_Objetivo do exercício_. Escreva a continuação do texto sobre a síndrome de takotsubo após hemorragia subaracnoidea, começando logo depois da última frase apresentada.

_Texto selecionado_.
'''

Radiologia Brasileira - Publicação Científica Oficial do Colégio Brasileiro de Radiologia

AMB - Associação Médica Brasileira CNA - Comissão Nacional de Acreditação
Idioma/Language: Português Inglês

Vol. 45 nº 2 - Mar. / Abr.  of 2012

RELATO DE CASO
Print 

Page(s) 132 to 134



Síndrome de takotsubo após hemorragia subaracnoidea

Autho(rs): Eduardo Wajnberg

PDF Português      

PDF English

Texto em Português English Text

Descritores: Hemorragia subaracnoidea; Aneurisma; Cadiomiopatia de takotsubo.

Keywords: Subarachnoid hemorrhage; Aneurysm; Takotsubo cardiomyopathy.

Resumo:
A síndrome de takotsubo corresponde a uma cardiomiopatia caracterizada por uma disfunção miocárdica transitória afetando ápice do ventrículo esquerdo, que classicamente ocorre após grande estresse físico ou emocional (também chamada "síndrome do coração partido" ou "cardiomiopatia induzida por estresse"). Descrevemos a ocorrência de síndrome de takotsubo em uma paciente induzida por hemorragia subaracnoidea.

Abstract:
Takotsubo cardiomyopathy corresponds to a syndrome characterized by a transient myocardial dysfunction affecting the left ventricular apex that classically occurs after major physical or emotional stress (also called "broken heart syndrome" or "stress-induced cardiomyopathy"). The author describes the case of a patient with takotsubo cardiomyopathy induced by subarachnoid hemorrhage.

INTRODUÇÃO

A síndrome de takotsubo corresponde a uma cardiomiopatia caracterizada por uma disfunção miocárdica transitória afetando ápice do ventrículo esquerdo, que classicamente ocorre após grande estresse físico ou emocional (também chamada de "síndrome do coração partido" ou "cardiomiopatia induzida por estresse")(1).

'''

_Itens fornecidos_.
'''

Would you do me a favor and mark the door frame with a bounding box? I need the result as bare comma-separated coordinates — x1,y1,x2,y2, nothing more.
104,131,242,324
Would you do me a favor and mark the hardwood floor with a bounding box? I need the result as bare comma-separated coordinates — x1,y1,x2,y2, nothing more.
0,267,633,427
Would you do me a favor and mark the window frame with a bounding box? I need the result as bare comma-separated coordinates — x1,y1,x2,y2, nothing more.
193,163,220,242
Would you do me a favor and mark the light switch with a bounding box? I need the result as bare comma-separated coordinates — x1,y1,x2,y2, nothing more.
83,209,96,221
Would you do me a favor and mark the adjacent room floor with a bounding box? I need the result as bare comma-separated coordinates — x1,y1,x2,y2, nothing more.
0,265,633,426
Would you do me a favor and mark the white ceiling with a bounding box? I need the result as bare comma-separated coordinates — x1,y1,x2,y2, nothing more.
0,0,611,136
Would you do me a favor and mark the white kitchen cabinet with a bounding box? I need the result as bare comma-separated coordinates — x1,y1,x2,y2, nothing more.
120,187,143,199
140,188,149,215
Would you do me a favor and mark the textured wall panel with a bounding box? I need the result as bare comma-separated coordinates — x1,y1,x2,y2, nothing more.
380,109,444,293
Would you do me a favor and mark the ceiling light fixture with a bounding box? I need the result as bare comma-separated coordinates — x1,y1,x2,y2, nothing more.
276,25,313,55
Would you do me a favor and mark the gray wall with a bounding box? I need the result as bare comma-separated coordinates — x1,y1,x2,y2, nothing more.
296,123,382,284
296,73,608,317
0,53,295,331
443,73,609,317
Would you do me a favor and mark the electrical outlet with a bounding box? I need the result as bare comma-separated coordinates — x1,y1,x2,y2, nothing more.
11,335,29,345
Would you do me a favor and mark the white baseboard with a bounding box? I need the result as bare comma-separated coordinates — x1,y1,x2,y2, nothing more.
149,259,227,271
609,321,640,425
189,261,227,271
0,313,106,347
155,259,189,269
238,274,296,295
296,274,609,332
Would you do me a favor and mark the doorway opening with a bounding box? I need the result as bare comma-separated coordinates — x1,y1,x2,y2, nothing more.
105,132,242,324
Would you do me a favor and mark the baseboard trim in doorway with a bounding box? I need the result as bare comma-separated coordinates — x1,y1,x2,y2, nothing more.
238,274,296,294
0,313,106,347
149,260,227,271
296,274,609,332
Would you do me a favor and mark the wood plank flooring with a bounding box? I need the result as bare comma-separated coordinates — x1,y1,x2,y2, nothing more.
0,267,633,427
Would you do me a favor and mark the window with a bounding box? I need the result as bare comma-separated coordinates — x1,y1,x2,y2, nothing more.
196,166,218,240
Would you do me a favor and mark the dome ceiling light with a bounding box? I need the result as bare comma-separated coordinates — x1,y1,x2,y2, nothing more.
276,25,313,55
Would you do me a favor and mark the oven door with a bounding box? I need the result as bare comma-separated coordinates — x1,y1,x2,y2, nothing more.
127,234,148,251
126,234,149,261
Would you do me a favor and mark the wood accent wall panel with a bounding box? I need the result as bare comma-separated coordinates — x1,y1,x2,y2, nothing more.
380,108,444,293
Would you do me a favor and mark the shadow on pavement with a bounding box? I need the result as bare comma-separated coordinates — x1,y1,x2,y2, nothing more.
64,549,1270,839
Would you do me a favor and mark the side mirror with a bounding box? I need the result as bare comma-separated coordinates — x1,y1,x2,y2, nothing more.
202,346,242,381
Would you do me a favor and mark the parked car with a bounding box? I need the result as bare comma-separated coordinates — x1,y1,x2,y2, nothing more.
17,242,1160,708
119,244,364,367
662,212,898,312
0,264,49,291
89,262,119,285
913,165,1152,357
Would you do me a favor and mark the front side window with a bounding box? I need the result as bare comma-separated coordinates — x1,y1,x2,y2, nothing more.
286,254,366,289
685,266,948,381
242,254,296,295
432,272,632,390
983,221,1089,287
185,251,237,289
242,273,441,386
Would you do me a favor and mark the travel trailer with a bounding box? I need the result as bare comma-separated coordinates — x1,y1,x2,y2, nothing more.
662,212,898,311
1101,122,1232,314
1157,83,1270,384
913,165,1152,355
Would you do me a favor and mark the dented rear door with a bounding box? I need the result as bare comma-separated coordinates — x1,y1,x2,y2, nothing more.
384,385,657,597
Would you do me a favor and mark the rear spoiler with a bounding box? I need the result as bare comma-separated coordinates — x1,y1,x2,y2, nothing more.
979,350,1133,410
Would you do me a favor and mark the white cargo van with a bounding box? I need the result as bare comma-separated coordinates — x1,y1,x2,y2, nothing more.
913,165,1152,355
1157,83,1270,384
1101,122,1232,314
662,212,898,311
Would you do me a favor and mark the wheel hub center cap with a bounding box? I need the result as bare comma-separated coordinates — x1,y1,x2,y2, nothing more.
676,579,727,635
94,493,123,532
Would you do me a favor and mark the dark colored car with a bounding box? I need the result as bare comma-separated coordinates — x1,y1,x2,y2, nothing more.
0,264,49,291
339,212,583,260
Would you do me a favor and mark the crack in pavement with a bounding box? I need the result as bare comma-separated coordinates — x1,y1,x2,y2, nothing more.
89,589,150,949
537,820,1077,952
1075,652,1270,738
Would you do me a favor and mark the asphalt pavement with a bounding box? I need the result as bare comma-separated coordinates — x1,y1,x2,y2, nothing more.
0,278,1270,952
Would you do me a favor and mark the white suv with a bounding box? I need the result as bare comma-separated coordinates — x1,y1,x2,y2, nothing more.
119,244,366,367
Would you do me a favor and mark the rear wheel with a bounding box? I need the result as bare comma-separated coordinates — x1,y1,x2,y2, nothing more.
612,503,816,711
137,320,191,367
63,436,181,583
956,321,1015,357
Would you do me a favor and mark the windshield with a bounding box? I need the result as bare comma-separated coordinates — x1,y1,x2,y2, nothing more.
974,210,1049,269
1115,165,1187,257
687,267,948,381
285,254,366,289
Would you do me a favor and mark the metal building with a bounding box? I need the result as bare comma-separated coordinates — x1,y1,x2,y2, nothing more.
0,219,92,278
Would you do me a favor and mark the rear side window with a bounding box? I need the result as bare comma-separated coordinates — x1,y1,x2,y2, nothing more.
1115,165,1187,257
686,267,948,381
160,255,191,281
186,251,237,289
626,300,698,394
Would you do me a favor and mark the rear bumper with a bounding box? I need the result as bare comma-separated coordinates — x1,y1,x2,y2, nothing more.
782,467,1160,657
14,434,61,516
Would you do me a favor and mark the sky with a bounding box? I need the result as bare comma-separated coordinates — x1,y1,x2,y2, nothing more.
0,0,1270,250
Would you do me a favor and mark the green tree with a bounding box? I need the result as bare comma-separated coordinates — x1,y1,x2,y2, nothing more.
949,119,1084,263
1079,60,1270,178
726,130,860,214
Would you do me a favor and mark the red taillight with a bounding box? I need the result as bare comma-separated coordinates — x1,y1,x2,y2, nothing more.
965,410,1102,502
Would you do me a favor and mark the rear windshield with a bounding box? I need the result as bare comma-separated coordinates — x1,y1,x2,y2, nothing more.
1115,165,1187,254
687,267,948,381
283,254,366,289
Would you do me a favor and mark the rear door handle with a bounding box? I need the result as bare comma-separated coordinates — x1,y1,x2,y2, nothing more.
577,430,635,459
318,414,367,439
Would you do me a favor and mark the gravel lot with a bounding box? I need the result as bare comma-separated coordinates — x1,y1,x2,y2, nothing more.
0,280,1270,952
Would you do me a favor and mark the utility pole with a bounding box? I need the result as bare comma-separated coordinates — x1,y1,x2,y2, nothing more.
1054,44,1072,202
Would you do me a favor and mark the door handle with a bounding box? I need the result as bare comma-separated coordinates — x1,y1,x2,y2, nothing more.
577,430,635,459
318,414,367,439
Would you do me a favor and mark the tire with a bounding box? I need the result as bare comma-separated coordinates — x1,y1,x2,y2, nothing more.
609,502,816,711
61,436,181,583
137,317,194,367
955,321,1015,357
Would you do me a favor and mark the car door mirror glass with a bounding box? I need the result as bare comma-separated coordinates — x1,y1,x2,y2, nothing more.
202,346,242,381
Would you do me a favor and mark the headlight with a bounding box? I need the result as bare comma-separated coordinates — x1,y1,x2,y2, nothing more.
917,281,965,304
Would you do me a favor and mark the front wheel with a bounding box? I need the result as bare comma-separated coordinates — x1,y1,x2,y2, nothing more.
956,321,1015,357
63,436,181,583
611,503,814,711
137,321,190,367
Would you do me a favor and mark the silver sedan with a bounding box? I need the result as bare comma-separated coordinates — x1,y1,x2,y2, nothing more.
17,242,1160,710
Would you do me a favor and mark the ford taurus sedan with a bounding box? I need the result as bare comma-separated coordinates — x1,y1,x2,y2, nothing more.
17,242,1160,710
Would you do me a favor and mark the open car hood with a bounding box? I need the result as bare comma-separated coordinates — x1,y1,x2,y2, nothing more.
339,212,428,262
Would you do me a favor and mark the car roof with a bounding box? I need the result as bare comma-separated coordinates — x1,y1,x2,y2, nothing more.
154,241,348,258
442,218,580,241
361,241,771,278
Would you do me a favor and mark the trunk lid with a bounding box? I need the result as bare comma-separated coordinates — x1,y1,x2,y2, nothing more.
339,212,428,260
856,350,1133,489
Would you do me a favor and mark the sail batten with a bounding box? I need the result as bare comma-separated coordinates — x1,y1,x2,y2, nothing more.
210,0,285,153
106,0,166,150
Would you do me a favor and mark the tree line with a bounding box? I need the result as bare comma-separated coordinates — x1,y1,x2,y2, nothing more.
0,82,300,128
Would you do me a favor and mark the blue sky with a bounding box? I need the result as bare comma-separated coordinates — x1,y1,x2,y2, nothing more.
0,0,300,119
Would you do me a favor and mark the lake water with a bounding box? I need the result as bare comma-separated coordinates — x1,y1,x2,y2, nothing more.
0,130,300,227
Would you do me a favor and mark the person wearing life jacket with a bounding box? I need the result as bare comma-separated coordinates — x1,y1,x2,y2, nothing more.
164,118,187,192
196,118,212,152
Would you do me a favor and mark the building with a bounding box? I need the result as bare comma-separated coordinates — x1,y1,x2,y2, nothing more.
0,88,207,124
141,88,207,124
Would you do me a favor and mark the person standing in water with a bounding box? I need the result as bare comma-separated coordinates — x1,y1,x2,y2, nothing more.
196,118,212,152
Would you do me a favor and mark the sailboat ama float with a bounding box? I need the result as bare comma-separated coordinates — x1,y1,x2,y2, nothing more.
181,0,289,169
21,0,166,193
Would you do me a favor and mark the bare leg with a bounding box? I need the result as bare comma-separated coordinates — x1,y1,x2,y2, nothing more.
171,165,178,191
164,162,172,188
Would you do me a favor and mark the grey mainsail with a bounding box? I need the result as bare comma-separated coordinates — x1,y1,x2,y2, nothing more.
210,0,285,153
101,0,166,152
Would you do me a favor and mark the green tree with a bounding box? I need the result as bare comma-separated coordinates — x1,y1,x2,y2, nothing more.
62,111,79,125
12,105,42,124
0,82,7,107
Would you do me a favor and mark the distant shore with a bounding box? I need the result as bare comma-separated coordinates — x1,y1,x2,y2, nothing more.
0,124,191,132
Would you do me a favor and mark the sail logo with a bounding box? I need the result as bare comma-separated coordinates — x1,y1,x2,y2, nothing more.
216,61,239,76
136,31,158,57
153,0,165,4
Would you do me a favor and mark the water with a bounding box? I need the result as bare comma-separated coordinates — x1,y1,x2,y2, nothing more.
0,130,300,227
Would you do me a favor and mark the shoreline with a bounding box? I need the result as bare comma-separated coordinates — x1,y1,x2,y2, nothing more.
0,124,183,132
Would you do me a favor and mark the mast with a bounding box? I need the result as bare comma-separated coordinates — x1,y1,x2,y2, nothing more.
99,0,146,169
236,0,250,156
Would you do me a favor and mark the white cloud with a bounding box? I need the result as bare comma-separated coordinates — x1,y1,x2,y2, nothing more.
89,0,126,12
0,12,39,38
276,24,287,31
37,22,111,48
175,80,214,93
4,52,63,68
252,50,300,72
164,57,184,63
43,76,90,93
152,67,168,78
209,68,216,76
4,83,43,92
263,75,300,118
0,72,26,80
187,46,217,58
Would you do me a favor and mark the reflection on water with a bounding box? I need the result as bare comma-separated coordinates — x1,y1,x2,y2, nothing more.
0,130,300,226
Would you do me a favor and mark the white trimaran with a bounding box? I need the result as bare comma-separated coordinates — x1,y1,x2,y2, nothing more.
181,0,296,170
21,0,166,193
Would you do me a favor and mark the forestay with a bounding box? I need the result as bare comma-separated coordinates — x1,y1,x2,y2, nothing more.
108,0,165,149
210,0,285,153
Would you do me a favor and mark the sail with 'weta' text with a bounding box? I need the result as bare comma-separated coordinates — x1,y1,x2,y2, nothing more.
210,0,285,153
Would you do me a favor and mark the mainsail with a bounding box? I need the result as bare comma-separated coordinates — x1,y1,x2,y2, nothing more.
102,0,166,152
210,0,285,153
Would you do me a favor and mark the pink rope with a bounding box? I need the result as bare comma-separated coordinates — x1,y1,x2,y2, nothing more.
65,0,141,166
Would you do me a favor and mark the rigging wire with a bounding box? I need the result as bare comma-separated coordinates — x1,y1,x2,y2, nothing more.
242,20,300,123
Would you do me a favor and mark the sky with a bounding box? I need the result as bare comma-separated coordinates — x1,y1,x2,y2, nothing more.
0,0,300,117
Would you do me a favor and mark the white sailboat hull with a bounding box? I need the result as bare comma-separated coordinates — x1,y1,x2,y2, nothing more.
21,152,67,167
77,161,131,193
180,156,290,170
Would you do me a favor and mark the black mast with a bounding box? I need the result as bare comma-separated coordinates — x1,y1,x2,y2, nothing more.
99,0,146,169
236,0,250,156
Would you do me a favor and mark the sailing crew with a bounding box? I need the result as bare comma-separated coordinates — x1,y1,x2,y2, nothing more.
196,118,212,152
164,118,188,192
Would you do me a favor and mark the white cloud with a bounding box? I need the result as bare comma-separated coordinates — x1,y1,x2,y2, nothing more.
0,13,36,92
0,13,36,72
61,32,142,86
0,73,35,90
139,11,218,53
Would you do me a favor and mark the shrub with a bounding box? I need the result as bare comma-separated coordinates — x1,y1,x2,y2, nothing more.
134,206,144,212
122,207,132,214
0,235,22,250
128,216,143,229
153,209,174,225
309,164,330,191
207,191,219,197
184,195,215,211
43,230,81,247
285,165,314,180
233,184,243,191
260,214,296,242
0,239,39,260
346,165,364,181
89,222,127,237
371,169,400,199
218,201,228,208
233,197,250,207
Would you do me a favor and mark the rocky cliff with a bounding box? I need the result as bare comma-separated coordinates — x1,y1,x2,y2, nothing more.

'''

_Resposta do exercício_.
Relatamos a ocorrência de síndrome de takotsubo em uma paciente após hemorragia subaracnoidea.


RELATO DO CASO

Mulher de 55 anos de idade apresentou episódio de cefaleia súbita e intensa, com evidência de hemorragia subaracnoidea grau III de Fisher (Figura 1). Após uma angiografia digital, que demonstrou um aneurisma comunicante anterior de 3 mm de diâmetro, foi submetida a tratamento endovascular por meio de embolização com micromolas de platina. No período pósoperatório, evoluiu com instabilidade hemodinâmica associada a insuficiência cardíaca esquerda e choque cardiogênico, o qual exigiu o uso de inotrópicos e diuréticos, entubação orotraqueal e ventilação mecânica. O eletrocardiograma (ECG) revelou elevação do segmento ST nas paredes laterais e prolongamento do intervalo QT. As dosagens de enzimas cardíacas revelaram níveis de troponina e CPK discretamente elevados e o ecocardiograma mostrou redução na fração de ejeção do ventrículo esquerdo associada a acinesia apical e hipercontratilidade basal (Figura 2). A paciente foi submetida a cateterismo cardíaco, que não revelou lesões ateroscleróticas significativas. A ventriculografia confirmou o aspecto balonado do ventrículo esquerdo, em formato de ânfora, característico da síndrome (Figura 3). No período de cerca de uma semana, a condição clínica foi melhorando e a paciente foi reduzindo as doses de inotrópicos e recuperando a função ventricular esquerda.


Figura 1. Tomografia computadorizada do crânio revelando hemorragia subaracnoidea difusa, grau III de Fisher, e leve ectasia dos cornos temporais dos ventrículos laterais.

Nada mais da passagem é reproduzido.